Como se ve por estos días, la Web vende su propia idea de intimidad. Es aquella que está hecha, paradójicamente, para ser exhibida. Y no podía ser de otro modo: para la vida online, todo lo que no pueda ser mostrado en una pantalla -lo anónimo- no existe. Se agradecen los videos de músicos como Bill Frisell o Joe Lovano tocando en pantuflas en el living de su casa (aquí el lector puede poner a quien guste), pero algo muy distinto es la intimidad prefabricada de muchas celebridades que venden desde su habitación una naturalidad simulada mientras ofrecen consejos para no aburrirse durante la cuarentena. Para la Web, la privacidad solo existe como producto mediático. Vamos perdiendo la capacidad -y el sentido- de estar a solas con la propia intimidad.
El mundo se había vuelto un lugar extraño e incierto mucho antes de que la pandemia lo confirmara. Globalización y tecnologías de la comunicación mediante, la vida se ha convertido en una carrera desbocada sin otro fin ni objetivo que maximizar la producción de bienes y servicios para alentar la rueda de un consumo que, en lugar de satisfacer los deseos, los multiplica. No somos sujetos de esa carrera que parece emancipada de la voluntad humana. En esa dinámica, cada vez más, la fuerza ciega de la máquina nos lleva de las narices.
Con un afuera cada vez más amenazante y ajeno, el refugio de intimidad que podría reportarnos la vida privada y familiar se torna indispensable. ¿Adónde si no conseguir la calma para salir del torbellino y encontrar sentido, algo que ya no proveen como antes ni la cultura ni la religión? Ahora ese refugio último corre peligro. La pandemia, en lugar de devolvernos a la intimidad, puso en evidencia otra amenaza: la migración final de la vida a las pantallas. En estos días en que el planeta se ha detenido, la mudanza forzada de muchas actividades del mundo físico y presencial al espacio de la Web, entre ellas el trabajo y la enseñanza, alientan hipótesis inquietantes. ¿Acaso el mundo virtual va a terminar liquidando la realidad?

TU CONSIGNA: Retoma el fragmento sobre la intimidad en la era de la Web y continúalo después de su última oración. Las filas que vienen a continuación son material independiente del fragmento.

DATOS DISPONIBLES:
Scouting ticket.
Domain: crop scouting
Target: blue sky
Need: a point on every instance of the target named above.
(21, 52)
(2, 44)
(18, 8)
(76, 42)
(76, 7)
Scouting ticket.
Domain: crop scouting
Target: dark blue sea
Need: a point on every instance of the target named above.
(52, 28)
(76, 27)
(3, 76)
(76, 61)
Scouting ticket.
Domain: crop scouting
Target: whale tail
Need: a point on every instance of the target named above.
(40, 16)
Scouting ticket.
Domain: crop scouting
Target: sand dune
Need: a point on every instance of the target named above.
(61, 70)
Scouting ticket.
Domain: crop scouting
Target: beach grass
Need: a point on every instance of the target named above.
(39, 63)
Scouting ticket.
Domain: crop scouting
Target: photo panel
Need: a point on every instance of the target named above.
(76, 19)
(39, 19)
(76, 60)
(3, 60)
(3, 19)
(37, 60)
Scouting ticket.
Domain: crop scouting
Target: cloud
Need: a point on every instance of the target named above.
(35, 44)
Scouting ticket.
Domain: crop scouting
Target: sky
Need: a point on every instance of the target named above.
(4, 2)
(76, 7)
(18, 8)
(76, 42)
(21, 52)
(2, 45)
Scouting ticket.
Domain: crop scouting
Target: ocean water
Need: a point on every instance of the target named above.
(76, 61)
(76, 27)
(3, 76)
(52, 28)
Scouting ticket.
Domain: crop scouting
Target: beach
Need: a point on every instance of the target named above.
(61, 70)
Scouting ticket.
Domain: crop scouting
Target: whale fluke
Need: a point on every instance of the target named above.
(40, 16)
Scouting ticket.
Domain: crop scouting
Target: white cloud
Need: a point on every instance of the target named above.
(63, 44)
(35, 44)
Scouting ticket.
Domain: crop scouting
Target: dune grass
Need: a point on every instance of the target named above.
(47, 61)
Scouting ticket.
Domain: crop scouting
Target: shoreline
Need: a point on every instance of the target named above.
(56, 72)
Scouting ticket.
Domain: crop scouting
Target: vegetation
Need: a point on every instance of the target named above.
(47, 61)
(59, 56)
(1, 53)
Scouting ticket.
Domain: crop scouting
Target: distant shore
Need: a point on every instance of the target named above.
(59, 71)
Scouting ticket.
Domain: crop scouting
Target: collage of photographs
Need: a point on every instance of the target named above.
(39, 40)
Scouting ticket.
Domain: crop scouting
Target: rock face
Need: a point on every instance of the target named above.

==

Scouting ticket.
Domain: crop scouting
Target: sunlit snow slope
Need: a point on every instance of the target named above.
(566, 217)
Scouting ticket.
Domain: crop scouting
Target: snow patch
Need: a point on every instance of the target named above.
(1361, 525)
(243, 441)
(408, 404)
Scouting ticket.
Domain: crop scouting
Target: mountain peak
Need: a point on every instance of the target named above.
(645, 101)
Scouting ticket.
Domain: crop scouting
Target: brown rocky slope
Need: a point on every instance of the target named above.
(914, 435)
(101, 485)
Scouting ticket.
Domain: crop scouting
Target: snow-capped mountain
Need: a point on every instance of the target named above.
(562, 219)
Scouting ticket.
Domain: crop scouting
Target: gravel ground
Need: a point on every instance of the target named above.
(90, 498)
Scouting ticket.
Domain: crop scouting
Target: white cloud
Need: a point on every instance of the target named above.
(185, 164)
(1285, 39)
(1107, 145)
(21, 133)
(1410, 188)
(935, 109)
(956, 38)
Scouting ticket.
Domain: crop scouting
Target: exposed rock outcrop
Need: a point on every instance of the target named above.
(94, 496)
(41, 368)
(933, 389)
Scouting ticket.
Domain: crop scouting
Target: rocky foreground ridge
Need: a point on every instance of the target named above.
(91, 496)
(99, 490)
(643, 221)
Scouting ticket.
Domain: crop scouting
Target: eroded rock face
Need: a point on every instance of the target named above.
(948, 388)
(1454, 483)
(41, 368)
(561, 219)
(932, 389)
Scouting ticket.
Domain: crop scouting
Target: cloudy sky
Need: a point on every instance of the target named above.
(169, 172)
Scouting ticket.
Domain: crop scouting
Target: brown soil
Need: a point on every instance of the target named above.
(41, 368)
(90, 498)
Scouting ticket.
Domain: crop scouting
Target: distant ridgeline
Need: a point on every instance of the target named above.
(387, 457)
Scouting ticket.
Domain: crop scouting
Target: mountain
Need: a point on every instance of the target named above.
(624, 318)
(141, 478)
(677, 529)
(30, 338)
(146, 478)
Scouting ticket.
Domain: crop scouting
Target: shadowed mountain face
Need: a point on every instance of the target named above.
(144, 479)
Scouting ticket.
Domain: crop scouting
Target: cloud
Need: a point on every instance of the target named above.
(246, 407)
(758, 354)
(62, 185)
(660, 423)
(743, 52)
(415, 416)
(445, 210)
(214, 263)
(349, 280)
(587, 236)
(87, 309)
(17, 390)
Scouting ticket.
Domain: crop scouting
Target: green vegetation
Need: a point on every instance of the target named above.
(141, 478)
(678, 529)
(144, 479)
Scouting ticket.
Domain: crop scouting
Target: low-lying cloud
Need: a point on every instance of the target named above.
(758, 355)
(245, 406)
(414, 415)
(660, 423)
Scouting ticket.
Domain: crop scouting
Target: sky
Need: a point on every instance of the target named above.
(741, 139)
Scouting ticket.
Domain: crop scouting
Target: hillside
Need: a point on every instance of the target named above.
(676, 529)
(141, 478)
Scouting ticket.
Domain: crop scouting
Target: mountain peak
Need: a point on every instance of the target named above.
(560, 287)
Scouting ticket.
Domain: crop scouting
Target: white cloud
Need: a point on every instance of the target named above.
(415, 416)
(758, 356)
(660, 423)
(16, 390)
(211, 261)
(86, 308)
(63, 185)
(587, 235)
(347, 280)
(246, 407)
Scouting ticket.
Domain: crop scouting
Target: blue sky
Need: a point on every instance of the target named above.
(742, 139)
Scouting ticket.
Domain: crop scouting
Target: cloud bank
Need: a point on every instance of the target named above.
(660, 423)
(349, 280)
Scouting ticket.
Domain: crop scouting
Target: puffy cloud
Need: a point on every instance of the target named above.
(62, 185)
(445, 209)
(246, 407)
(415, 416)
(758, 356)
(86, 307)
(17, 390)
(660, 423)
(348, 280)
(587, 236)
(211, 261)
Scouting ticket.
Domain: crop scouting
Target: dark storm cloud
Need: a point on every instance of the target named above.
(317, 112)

==

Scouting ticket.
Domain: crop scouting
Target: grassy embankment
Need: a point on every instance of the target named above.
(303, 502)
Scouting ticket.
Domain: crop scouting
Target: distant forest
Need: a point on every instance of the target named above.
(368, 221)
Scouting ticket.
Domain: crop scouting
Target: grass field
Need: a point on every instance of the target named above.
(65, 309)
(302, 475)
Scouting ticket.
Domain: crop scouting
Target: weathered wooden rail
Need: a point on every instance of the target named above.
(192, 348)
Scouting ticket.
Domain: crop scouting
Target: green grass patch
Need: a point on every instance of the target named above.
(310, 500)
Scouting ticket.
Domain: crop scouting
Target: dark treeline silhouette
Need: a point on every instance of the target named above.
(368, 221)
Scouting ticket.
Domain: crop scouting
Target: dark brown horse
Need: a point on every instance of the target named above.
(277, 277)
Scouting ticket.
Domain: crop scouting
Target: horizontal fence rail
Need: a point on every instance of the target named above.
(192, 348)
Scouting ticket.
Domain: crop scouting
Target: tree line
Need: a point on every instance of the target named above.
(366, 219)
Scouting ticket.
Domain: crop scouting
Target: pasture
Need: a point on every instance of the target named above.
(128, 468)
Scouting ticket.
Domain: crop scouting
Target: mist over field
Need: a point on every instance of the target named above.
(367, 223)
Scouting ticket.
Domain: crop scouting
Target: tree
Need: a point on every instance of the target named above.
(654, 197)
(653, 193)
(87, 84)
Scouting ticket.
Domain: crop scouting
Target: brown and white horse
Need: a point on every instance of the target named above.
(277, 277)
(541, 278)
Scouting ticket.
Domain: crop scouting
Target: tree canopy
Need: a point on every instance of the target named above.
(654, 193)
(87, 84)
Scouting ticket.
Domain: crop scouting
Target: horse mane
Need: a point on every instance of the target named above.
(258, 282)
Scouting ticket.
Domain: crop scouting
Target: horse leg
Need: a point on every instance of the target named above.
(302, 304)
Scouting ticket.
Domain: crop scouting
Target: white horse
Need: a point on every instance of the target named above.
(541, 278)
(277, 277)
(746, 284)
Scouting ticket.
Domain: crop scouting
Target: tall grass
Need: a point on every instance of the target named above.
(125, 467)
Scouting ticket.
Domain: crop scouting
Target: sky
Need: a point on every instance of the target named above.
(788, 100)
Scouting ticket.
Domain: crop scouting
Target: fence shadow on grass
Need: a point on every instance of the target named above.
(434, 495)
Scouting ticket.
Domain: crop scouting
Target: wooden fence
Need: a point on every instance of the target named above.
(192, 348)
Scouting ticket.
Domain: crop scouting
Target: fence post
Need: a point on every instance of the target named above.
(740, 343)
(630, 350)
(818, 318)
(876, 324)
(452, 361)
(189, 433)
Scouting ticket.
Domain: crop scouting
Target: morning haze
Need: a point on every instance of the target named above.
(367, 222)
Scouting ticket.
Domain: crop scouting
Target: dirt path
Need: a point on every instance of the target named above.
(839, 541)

RESULTADO DEL EJERCICIO:
Hasta cierto punto ya lo ha hecho. Pero, en su voracidad, va por más. Las limitaciones al mundo físico que impone la pandemia es el campo de pruebas perfecto para su expansión. "Lo que no sea virtual puede dejar de existir", dijo un experto en tecnología a este diario, consultado por los cambios que provocará el Covid-19. Espero que ese día no llegue nunca. No me gustaría vivir en un mundo liso, sin texturas ni matices, estandarizado, que tiende a homogeneizarlo todo. La realidad virtual es un sucedáneo de la experiencia real, que nace de nuestro roce directo con la aspereza del mundo. ¿A cuántas cosas habremos renunciado sin darnos cuenta el día en que todo lo que no sea virtual deje de existir? A la intimidad, seguro. Más que mis libros, el viejo suéter o las charlas con mi gente, más que el calor de la vida doméstica, la intimidad es para mí una cierta posibilidad de relación con el tiempo que queda cancelada por la mediatización de la vida que impone el consumo tecnológico.